GOAL => Below is the data. Give it again, complete and exact.

DATA SUPPLIED =>
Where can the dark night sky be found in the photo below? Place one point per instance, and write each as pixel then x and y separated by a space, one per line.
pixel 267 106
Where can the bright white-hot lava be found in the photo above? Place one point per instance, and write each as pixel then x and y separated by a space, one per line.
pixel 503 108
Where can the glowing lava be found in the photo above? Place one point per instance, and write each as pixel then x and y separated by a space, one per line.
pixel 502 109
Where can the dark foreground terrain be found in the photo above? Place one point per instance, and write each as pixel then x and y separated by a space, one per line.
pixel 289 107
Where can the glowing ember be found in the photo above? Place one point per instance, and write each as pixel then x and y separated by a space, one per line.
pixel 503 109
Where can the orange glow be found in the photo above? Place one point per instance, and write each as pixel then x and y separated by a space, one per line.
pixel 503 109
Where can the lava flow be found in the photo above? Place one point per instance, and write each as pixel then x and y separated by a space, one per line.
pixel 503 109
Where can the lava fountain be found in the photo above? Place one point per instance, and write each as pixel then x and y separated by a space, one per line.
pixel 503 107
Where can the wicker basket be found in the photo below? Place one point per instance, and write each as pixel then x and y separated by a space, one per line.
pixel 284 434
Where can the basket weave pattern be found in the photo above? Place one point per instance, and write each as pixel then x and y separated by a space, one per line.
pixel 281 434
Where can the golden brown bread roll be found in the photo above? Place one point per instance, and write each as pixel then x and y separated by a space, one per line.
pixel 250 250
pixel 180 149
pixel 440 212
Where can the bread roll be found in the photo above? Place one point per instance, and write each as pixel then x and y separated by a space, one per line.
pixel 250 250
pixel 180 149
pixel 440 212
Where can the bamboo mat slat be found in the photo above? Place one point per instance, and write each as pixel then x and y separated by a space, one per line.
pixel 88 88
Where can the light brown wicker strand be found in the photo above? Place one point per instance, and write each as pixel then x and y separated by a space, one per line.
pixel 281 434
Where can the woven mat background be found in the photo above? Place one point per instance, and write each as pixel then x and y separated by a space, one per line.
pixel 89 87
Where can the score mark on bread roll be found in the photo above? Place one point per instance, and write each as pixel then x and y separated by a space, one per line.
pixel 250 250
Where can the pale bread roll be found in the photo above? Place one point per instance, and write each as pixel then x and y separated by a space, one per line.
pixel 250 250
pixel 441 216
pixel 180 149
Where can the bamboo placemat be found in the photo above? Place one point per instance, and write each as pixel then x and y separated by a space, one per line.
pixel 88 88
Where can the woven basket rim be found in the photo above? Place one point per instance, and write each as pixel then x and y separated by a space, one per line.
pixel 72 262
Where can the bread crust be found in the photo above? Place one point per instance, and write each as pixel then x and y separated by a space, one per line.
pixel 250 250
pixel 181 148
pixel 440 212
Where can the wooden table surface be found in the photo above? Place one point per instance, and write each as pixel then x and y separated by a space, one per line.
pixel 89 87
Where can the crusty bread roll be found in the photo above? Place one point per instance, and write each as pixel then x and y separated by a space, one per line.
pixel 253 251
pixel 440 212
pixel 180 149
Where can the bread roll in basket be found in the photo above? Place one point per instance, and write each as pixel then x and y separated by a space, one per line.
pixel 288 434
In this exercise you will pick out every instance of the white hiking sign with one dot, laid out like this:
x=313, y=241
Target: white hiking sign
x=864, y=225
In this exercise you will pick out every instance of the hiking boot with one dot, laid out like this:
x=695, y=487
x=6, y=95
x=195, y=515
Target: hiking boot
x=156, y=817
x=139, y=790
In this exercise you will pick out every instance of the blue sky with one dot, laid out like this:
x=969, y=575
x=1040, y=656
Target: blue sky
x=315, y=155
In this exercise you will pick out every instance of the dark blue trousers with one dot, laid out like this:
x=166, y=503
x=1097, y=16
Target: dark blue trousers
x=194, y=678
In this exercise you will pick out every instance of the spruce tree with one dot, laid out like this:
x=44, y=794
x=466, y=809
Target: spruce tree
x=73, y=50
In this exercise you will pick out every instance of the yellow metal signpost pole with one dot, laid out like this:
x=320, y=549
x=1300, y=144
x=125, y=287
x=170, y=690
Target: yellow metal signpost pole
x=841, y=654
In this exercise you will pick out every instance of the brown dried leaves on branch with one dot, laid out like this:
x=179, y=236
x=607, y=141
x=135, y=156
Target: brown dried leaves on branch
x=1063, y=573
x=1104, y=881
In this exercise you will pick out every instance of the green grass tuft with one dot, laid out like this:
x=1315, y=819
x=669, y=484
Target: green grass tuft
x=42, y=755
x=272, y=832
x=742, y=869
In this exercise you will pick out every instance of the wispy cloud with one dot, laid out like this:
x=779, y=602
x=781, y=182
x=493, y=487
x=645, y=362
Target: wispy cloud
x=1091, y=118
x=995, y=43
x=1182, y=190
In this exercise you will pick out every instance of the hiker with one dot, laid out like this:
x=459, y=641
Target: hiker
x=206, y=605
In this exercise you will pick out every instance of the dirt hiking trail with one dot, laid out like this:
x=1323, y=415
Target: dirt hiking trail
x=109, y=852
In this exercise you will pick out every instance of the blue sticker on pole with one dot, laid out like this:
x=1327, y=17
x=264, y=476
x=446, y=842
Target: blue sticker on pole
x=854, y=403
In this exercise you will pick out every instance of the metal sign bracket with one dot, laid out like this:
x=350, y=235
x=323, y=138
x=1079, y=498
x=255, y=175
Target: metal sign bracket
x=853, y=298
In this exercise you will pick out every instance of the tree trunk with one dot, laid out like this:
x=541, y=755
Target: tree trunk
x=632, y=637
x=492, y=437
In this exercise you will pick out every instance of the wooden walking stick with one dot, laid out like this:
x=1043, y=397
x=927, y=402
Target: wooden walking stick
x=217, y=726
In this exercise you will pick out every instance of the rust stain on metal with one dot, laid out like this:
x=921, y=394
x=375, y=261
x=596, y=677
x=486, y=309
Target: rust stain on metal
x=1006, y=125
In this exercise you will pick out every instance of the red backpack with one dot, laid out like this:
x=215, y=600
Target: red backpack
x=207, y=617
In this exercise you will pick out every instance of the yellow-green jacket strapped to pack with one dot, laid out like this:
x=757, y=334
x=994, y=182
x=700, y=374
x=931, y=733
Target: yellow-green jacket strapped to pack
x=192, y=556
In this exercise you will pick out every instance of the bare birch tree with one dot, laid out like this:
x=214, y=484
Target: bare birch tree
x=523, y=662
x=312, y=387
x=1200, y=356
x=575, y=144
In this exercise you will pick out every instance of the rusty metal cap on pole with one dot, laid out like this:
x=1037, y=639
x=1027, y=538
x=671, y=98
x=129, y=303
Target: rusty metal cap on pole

WRITTEN SOLUTION =>
Where can the dark night sky be found in the photo below? Place one point per instance, and write each as pixel then x and y separated by a space, one per line.
pixel 267 106
Where can the bright white-hot lava be found in the photo above? Place one point per instance, and write each as pixel then x and y separated by a space, one per line.
pixel 503 108
Where can the glowing lava be found in the photo above? Place one point per instance, and write each as pixel then x and y separated by a space, one per line.
pixel 502 109
Where can the dark foreground terrain be found in the photo above? Place one point per instance, and write each as pixel then x and y separated by a space, one per line.
pixel 289 107
Where can the glowing ember be found in the photo above? Place one point per instance, and write each as pixel then x and y separated by a space, one per line.
pixel 503 109
Where can the orange glow be found in the photo above? Place one point per instance, and write each as pixel then x and y separated by a space, one per line.
pixel 503 109
Where can the lava flow be found in the photo above? Place one point per instance, and write each as pixel then x and y separated by a space, one per line.
pixel 503 109
Where can the lava fountain be found in the photo above? Place one point per instance, and write each as pixel then x and y separated by a space, one per line.
pixel 503 107
Where can the wicker basket be found in the photo below? Place one point per instance, and write each as pixel then x and y separated by a space, one per line.
pixel 284 434
Where can the basket weave pattern be found in the photo above? Place one point per instance, and write each as pixel then x and y separated by a space, one per line.
pixel 281 434
Where can the golden brown bread roll be found in the photo above? Place one point per instance, and write each as pixel then x and y separated by a space, one per line.
pixel 250 250
pixel 180 149
pixel 440 212
Where can the bread roll be found in the photo above? Place one point per instance, and write each as pixel then x and y separated by a space, one per line.
pixel 250 250
pixel 180 149
pixel 440 212
Where can the bamboo mat slat be found in the photo above? Place one point per instance, and write each as pixel then x and y separated by a space, one per line.
pixel 88 88
Where can the light brown wicker strand be found in the photo above? Place one point per instance, and write each as pixel then x and y separated by a space, one per line.
pixel 281 434
Where can the woven mat background be found in the photo above? Place one point per instance, and write each as pixel then x and y separated by a space, one per line.
pixel 89 87
Where can the score mark on bread roll be found in the photo above? Place one point per instance, and write each as pixel then x and y separated by a space, one per line.
pixel 250 250
Where can the pale bread roll be found in the photo above? Place one point per instance, and write each as pixel then x and y separated by a space, one per line.
pixel 250 250
pixel 441 216
pixel 180 149
Where can the bamboo placemat be found in the photo above? Place one point per instance, and write each as pixel then x and y separated by a space, one per line.
pixel 88 88
Where can the woven basket rim be found in the photo above? Place one point per instance, and write each as pixel then x and y separated by a space, one per line.
pixel 72 262
Where can the bread crust be found in the photo above? Place one point per instance, and write each as pixel then x and y separated by a space, one per line.
pixel 250 250
pixel 181 148
pixel 440 212
Where can the wooden table surface be found in the photo above? Place one point per instance, and write each as pixel then x and y separated by a space, one per line.
pixel 89 87
Where can the crusty bread roll be found in the photo above? Place one point per instance, and write each as pixel then x and y separated by a space, one per line.
pixel 253 251
pixel 440 212
pixel 180 149
Where can the bread roll in basket be found in the photo above? Place one point per instance, and write each as pixel then x and y separated by a space, one per line.
pixel 288 434
In this exercise you will pick out every instance of the white hiking sign with one dot, laid out like this:
x=313, y=241
Target: white hiking sign
x=864, y=225
In this exercise you will pick out every instance of the hiking boot with one dot, laid out like this:
x=695, y=487
x=6, y=95
x=195, y=515
Target: hiking boot
x=156, y=817
x=139, y=790
In this exercise you will pick out every instance of the blue sky with one dot, laid out like this:
x=969, y=575
x=1040, y=656
Target: blue sky
x=315, y=155
In this exercise you will pick out every instance of the dark blue trousers with one dot, laid out like this:
x=166, y=503
x=1097, y=16
Target: dark blue trousers
x=194, y=678
In this exercise you will pick out every instance of the spruce tree with one dot, laid out like this:
x=44, y=794
x=466, y=809
Target: spruce tree
x=73, y=50
In this exercise you will pick out every instance of the yellow metal signpost pole with one dot, laid out like this:
x=320, y=549
x=1300, y=144
x=125, y=287
x=170, y=690
Target: yellow metal signpost pole
x=841, y=654
In this exercise you will pick out every instance of the brown dried leaves on branch with one dot, laid out like this:
x=179, y=236
x=607, y=141
x=135, y=156
Target: brown dried leaves on branch
x=1063, y=573
x=1104, y=881
In this exercise you will pick out every instance of the green grass tuft with one dot, laid out like this:
x=1315, y=819
x=669, y=484
Target: green grass tuft
x=42, y=755
x=272, y=832
x=742, y=869
In this exercise you will pick out every instance of the wispy cloud with one dot, laid out like this:
x=779, y=602
x=781, y=182
x=493, y=487
x=645, y=362
Target: wispy cloud
x=1091, y=118
x=995, y=43
x=1182, y=190
In this exercise you will pick out every instance of the hiker with one dot, laid out like this:
x=459, y=641
Target: hiker
x=206, y=605
In this exercise you will pick out every instance of the dirt hiking trail with one dot, laid out like this:
x=1323, y=415
Target: dirt hiking trail
x=109, y=852
In this exercise you will pick out every instance of the blue sticker on pole with one dot, laid out like this:
x=1327, y=17
x=264, y=476
x=446, y=842
Target: blue sticker on pole
x=854, y=403
In this exercise you will pick out every instance of the metal sign bracket with one dot, laid out like this:
x=350, y=235
x=323, y=138
x=1079, y=498
x=255, y=175
Target: metal sign bracket
x=853, y=298
In this exercise you will pick out every instance of the tree trunk with one dot, laid out like this:
x=541, y=755
Target: tree trunk
x=632, y=637
x=492, y=437
In this exercise you will pick out every instance of the wooden walking stick with one dot, laid out like this:
x=1043, y=397
x=927, y=402
Target: wooden walking stick
x=217, y=726
In this exercise you will pick out every instance of the rust stain on metal with one dot, laid out like this:
x=921, y=394
x=375, y=261
x=596, y=677
x=486, y=309
Target: rust stain on metal
x=1006, y=125
In this exercise you will pick out every instance of the red backpack with one dot, laid out like this:
x=215, y=600
Target: red backpack
x=207, y=617
In this exercise you will pick out every instance of the yellow-green jacket strapped to pack with one dot, laid out like this:
x=757, y=334
x=994, y=182
x=700, y=374
x=931, y=733
Target: yellow-green jacket strapped to pack
x=192, y=556
In this exercise you will pick out every instance of the bare birch tree with one dot, laid out like this:
x=214, y=484
Target: bare birch tree
x=523, y=662
x=312, y=387
x=1200, y=356
x=575, y=144
In this exercise you will pick out every instance of the rusty metal cap on pole with one dot, laid out like this:
x=1037, y=639
x=1027, y=538
x=671, y=98
x=129, y=303
Target: rusty metal cap on pole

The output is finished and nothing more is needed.